* _Actions to take_:
**a)** Reproduce the passage from the story about working the cows, from "Inside the warm" up to and including "aromatic, and audible.".
**b)** In the story about working the cows, list every source of the smell inside the cab of the truck.

* _Quoted text_:
My little body could barely see over the dash of that ancient truck as we rattled across the pasture that cold frosty morning, checking the cows in my grandpa’s herd. Trees stood like stark skeletons along the fence lines guarding against the frozen winds. The ground was covered with a heavy frost that pitter pattered curious mounds of fluffiness from one edge of the field to the next. Below the dusting of white lay grass still green from the summer growing season. It was early winter, and several of the fall calves were struggling with the recent span of bitter weather we’d been having. Grandpa headed the nose of the old Ford slowly into the midst of the herd. As I peered through the side window by breath fogged up the glass causing the cattle beyond to appear as ghostlike images. We were surrounded. The tires made crunching noises on the frozen grass as we carefully pulled ahead. Fearing he might hit one of those massive red and white Hereford bodies, my little hands grabbed the dusty dash bracing myself. To my amazement, the cows parted like clouds passing the peak of a mountain, steady and sure. Mommas with babies in tow, all bemoaning their plight as they slowly moved aside, watched us as we passed. Awestruck with their size, it perplexed me how they could be so easily persuaded to move without any force. Unbeknownst to me, they knew my grandpa and his vehicle well enough that just the sound of him rumbling down the gravel road to the gate would be enough to draw them closer seeking sweet feed or hay. Now, in their midst, surrounding my the heavy breaths seen with each puff, there was no fear on either side of our consciousness, their or ours.
The familiarity of each was comforting. Like old friends, we felt at ease with one another.
Inside the warm cab of the truck, the smell of leather, sweat, and accumulated oil-covered, diesel-laden rags made for a memory of its own. When the aroma of the cattle surrounded us, the two melded into one forming a panoramic odor unlike any other. The multitude of riches that embraced the senses were too wonderful to forget, the visual, aromatic, and audible.
Grandpa would point to this or that cow and tell me about them, as if quoting from a playbook of their lives and how he might have to do this or that to one of them, none of which made any sense to a four-year-old. All I could understand was that we were “Working the Cows,” as grandma would say, as she proudly shooed us out the back door of their farmhouse as she began to clean up from breakfast and then began preparing the day’s meals. “You men go work the cows, and I’ll have dinner ready for yuins when you get back.” She spoke “Wabash” as we said of folks in that area of southern Indiana. We would eventually return later in the day to rich, tasty smells of freshly baked bread and cakes, along with delectable foods that only now come back to my memory; blessings long passed.

* _Information provided_:
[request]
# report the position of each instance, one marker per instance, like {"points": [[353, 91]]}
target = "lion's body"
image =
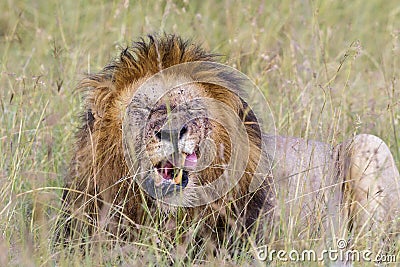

* _Per-task outputs_:
**a)**
Inside the warm cab of the truck, the smell of leather, sweat, and accumulated oil-covered, diesel-laden rags made for a memory of its own. When the aroma of the cattle surrounded us, the two melded into one forming a panoramic odor unlike any other. The multitude of riches that embraced the senses were too wonderful to forget, the visual, aromatic, and audible.

**b)**
- leather
- sweat
- accumulated oil-covered, diesel-laden rags